** TASK INPUT follows **

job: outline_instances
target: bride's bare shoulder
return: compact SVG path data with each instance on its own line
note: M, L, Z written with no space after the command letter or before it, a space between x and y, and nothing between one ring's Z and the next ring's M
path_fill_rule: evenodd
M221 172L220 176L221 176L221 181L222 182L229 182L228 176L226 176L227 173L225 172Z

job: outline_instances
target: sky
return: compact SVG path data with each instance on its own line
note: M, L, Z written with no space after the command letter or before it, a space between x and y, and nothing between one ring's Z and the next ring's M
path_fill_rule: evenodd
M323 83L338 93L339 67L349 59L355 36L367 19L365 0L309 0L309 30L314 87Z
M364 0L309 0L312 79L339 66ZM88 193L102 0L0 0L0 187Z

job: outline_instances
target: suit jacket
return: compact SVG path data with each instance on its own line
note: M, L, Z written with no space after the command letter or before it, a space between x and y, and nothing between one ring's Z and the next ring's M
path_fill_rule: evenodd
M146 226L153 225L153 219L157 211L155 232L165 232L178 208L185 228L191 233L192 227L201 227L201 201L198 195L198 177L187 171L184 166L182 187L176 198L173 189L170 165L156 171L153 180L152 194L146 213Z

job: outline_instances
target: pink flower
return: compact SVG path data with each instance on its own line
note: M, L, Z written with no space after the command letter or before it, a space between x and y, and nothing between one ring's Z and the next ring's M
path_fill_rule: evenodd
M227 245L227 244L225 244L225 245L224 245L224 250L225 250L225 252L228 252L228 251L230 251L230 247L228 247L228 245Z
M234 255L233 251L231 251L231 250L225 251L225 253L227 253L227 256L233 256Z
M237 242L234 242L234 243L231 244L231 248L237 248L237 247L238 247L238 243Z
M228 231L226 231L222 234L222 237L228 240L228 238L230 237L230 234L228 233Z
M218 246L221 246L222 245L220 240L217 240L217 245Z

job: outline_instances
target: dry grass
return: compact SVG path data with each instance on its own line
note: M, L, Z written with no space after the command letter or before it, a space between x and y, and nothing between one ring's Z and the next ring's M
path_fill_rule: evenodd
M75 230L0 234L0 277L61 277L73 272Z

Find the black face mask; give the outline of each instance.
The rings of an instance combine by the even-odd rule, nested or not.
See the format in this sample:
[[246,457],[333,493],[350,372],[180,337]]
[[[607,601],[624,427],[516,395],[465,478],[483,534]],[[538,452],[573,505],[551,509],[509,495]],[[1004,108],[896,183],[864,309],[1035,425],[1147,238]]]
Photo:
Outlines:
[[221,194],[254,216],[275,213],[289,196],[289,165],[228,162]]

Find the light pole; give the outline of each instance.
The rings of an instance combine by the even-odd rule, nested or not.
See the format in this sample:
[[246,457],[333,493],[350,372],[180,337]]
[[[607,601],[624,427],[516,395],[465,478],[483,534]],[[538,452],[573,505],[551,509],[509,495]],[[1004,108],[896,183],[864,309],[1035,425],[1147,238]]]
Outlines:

** End of TASK INPUT **

What is the number of lines in the data that include "target"? Respond with that number and no other text.

5